Written problem:
Give a verbatim repeat of the lines that run from the line containing "of the reddish-brown" to the end of the data below.

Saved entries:
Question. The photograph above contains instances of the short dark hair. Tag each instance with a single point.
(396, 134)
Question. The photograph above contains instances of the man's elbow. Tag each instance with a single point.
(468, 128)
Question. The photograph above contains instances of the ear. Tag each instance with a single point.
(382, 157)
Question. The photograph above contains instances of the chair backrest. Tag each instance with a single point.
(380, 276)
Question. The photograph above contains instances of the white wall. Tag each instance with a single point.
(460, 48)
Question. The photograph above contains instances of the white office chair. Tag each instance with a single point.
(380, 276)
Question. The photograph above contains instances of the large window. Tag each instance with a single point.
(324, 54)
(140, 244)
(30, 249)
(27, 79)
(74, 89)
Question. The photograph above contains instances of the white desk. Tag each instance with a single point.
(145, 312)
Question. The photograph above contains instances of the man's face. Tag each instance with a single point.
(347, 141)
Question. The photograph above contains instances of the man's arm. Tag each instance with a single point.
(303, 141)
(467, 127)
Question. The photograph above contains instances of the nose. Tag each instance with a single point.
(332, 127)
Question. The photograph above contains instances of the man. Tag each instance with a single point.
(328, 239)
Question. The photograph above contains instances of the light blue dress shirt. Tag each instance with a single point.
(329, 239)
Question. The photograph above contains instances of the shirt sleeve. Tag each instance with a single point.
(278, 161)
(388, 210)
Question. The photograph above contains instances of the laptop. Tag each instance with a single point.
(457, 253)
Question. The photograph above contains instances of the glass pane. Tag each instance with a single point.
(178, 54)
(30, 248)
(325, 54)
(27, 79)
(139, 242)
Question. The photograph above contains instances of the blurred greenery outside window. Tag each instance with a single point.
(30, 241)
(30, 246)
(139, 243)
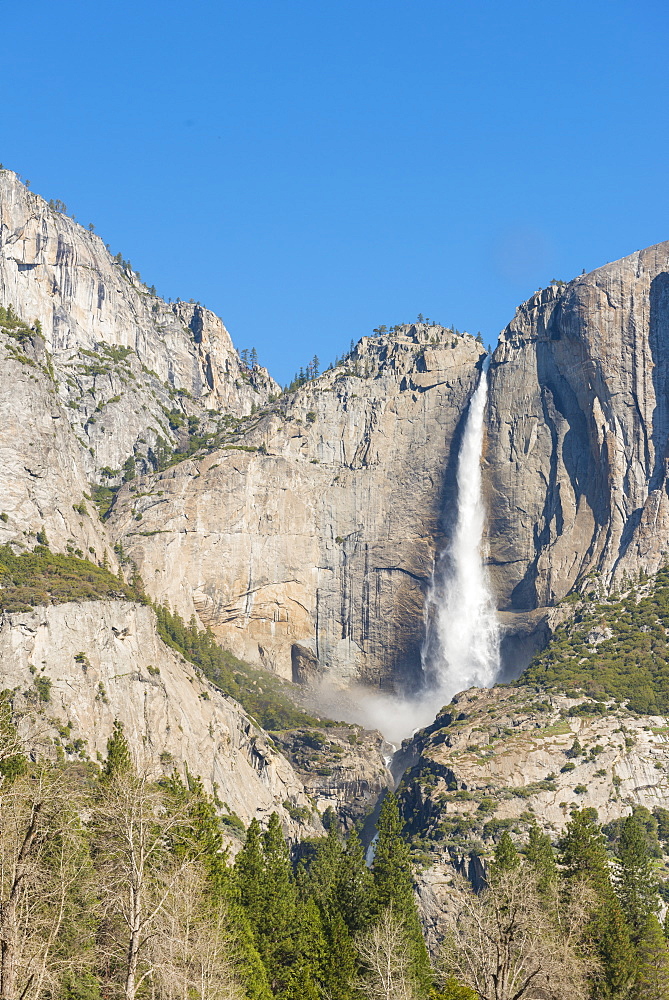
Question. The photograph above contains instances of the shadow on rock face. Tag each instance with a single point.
(523, 635)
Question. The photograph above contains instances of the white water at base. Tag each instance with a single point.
(462, 644)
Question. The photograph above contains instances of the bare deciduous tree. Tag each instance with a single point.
(384, 950)
(41, 860)
(191, 948)
(137, 873)
(506, 945)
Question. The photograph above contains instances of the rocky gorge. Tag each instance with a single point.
(302, 529)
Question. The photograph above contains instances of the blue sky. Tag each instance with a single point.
(311, 169)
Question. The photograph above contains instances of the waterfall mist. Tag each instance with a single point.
(461, 648)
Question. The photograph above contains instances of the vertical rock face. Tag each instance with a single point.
(122, 357)
(319, 532)
(94, 662)
(578, 431)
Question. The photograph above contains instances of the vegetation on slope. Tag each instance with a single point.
(118, 886)
(41, 577)
(263, 695)
(615, 648)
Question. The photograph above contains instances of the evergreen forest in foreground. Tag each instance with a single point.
(113, 885)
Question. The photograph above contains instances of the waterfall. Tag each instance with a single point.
(462, 644)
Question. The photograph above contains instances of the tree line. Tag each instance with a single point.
(113, 884)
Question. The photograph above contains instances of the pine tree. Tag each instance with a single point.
(616, 953)
(355, 886)
(506, 857)
(119, 761)
(310, 953)
(540, 856)
(250, 874)
(393, 881)
(583, 852)
(636, 882)
(276, 921)
(652, 977)
(340, 965)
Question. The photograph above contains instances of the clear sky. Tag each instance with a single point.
(310, 169)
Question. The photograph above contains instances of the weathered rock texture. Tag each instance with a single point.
(505, 758)
(322, 533)
(122, 357)
(578, 432)
(343, 768)
(104, 661)
(511, 746)
(42, 471)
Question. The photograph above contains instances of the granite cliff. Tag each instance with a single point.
(308, 546)
(302, 527)
(577, 434)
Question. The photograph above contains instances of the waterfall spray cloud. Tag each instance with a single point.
(462, 644)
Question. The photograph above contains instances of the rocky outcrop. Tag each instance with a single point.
(129, 368)
(344, 768)
(506, 757)
(84, 665)
(43, 482)
(578, 434)
(511, 757)
(319, 529)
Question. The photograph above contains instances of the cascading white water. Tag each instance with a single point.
(462, 644)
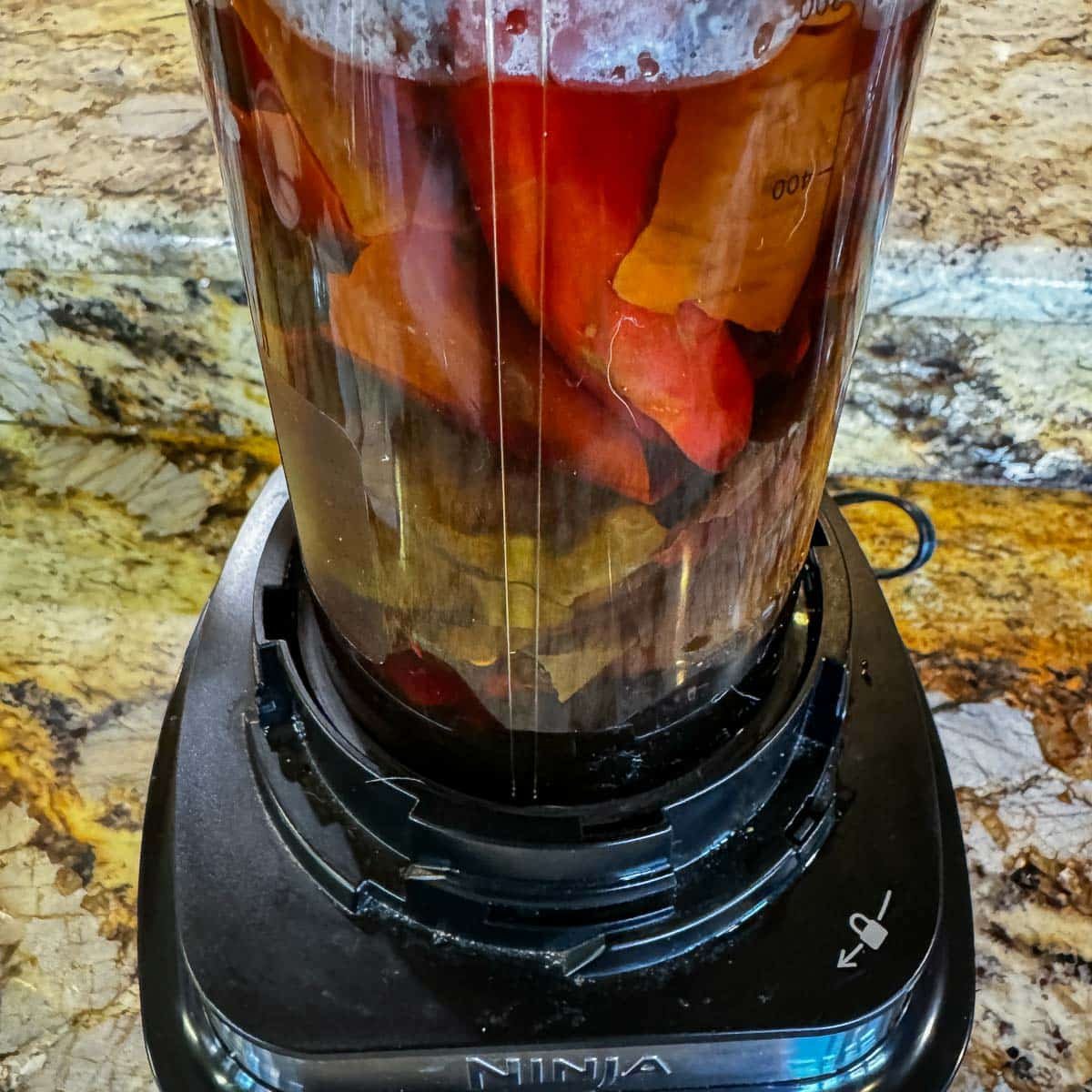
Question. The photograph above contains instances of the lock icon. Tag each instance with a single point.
(869, 931)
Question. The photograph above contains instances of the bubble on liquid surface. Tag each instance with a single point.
(589, 41)
(647, 64)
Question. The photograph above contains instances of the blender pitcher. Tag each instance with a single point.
(555, 301)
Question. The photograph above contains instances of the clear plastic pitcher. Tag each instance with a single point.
(555, 301)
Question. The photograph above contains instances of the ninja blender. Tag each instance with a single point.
(547, 725)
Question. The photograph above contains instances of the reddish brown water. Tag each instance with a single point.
(556, 369)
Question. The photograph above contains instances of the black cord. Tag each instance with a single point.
(926, 532)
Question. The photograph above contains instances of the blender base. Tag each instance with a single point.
(860, 975)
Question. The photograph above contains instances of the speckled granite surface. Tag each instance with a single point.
(102, 104)
(976, 363)
(143, 434)
(98, 601)
(175, 359)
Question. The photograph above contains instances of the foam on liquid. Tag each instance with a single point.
(616, 42)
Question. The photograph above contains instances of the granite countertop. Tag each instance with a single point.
(135, 432)
(97, 612)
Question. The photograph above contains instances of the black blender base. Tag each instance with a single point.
(861, 976)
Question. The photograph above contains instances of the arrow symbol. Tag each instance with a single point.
(845, 962)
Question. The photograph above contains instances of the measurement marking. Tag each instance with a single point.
(887, 902)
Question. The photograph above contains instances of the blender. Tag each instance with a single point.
(547, 725)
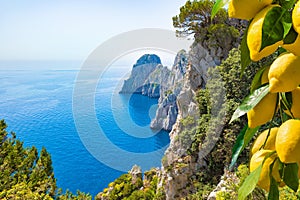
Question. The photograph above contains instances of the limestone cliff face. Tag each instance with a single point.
(179, 168)
(140, 72)
(152, 79)
(170, 87)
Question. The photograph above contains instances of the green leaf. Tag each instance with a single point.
(256, 82)
(250, 102)
(290, 37)
(249, 183)
(242, 141)
(217, 6)
(287, 4)
(273, 192)
(276, 26)
(290, 176)
(245, 53)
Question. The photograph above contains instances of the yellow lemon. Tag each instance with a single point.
(296, 17)
(264, 178)
(295, 109)
(260, 140)
(294, 47)
(264, 77)
(254, 36)
(263, 111)
(288, 141)
(284, 73)
(245, 9)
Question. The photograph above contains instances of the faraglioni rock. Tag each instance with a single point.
(140, 72)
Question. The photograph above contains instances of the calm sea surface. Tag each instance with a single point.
(37, 105)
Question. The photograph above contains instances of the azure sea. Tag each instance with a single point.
(37, 105)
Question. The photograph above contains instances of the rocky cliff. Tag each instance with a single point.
(150, 78)
(139, 73)
(180, 168)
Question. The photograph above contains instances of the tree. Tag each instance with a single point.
(196, 15)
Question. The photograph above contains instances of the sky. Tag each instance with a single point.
(71, 30)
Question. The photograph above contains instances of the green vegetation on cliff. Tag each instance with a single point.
(27, 174)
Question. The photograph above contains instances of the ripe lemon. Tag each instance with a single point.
(264, 77)
(263, 111)
(260, 141)
(296, 17)
(254, 36)
(294, 47)
(288, 141)
(245, 9)
(284, 74)
(295, 109)
(264, 178)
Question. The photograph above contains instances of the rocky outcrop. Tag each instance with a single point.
(140, 72)
(177, 180)
(171, 85)
(157, 81)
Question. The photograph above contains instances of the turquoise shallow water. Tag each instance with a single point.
(37, 105)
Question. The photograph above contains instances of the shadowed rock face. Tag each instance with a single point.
(147, 59)
(140, 72)
(150, 78)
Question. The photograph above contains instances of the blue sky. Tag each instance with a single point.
(70, 30)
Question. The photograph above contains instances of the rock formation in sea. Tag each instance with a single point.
(176, 89)
(150, 78)
(139, 73)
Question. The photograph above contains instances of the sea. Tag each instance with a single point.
(37, 104)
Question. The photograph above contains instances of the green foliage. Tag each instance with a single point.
(25, 173)
(127, 188)
(24, 165)
(196, 15)
(168, 92)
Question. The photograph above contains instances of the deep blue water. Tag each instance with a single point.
(37, 105)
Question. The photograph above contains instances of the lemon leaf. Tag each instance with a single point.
(217, 6)
(242, 141)
(290, 176)
(273, 192)
(245, 53)
(290, 37)
(250, 102)
(249, 183)
(276, 26)
(256, 82)
(287, 4)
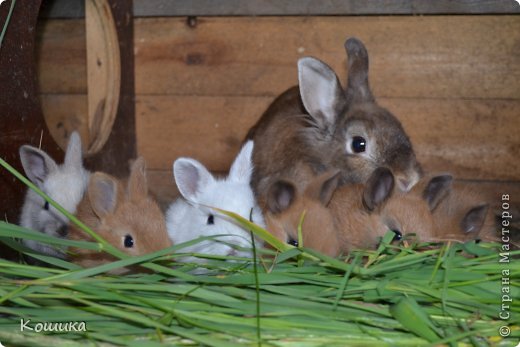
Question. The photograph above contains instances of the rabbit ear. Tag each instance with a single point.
(321, 91)
(191, 177)
(437, 189)
(242, 167)
(378, 188)
(137, 183)
(37, 164)
(358, 89)
(102, 194)
(324, 186)
(474, 219)
(73, 155)
(280, 196)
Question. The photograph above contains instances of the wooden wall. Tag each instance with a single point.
(453, 81)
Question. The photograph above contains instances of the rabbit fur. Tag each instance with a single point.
(65, 184)
(191, 216)
(318, 127)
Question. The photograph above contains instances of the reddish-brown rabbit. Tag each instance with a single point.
(464, 215)
(328, 128)
(123, 214)
(339, 219)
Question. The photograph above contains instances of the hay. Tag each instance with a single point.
(409, 294)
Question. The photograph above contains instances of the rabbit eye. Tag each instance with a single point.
(398, 235)
(129, 241)
(359, 144)
(292, 242)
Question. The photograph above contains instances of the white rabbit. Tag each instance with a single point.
(191, 217)
(64, 183)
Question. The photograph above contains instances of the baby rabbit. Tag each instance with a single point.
(123, 214)
(64, 183)
(339, 219)
(343, 130)
(191, 216)
(464, 215)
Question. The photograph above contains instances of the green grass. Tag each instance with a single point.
(404, 295)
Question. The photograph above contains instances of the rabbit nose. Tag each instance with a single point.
(63, 231)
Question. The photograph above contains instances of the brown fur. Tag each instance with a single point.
(131, 212)
(339, 219)
(291, 144)
(451, 216)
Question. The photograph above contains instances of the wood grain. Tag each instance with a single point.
(473, 139)
(411, 56)
(164, 8)
(162, 185)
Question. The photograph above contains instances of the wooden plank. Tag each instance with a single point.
(441, 56)
(162, 8)
(120, 146)
(473, 139)
(162, 185)
(65, 113)
(448, 56)
(61, 56)
(209, 129)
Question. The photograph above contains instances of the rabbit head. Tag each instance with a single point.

Written response:
Question. The photograph above contains instances of the reddish-brown rabbit. Tag each instance with a single point.
(464, 215)
(328, 128)
(123, 214)
(339, 219)
Question. The photograph above contains instances of the hay. Tag each instance with a single point.
(409, 294)
Question. The photograph above contains instances of the rabbit eye. Tag each instance with a single point.
(398, 235)
(129, 241)
(359, 144)
(292, 242)
Question. The photograph above contains instances of the white rabbit. Tag each instance with a single point.
(191, 217)
(64, 183)
Question. The photograph above contains instances of the baby rabbit. Tag each instance with a single point.
(123, 214)
(64, 183)
(339, 219)
(343, 130)
(191, 216)
(464, 215)
Question. The photograph above contains instances of the green grass. Tag each instance with a single point.
(404, 295)
Question. The photograph above contains instances of the rabbit nose. Tag each instance with a single point.
(63, 231)
Question. The photograph above contains instances of the brown fur. Tag each instance with a single point.
(131, 212)
(339, 219)
(291, 144)
(451, 216)
Question. The photograph above contains instances of the wood grain. Tag each instance with a single point.
(473, 139)
(411, 56)
(164, 8)
(162, 185)
Question. The photograph above contains instances of the wooden plank. Tag each instance with a single point.
(441, 56)
(162, 8)
(120, 146)
(473, 139)
(162, 185)
(65, 113)
(448, 56)
(61, 56)
(209, 129)
Question. The photograph above contains instances of the rabbit head. Tag each instance with a single point.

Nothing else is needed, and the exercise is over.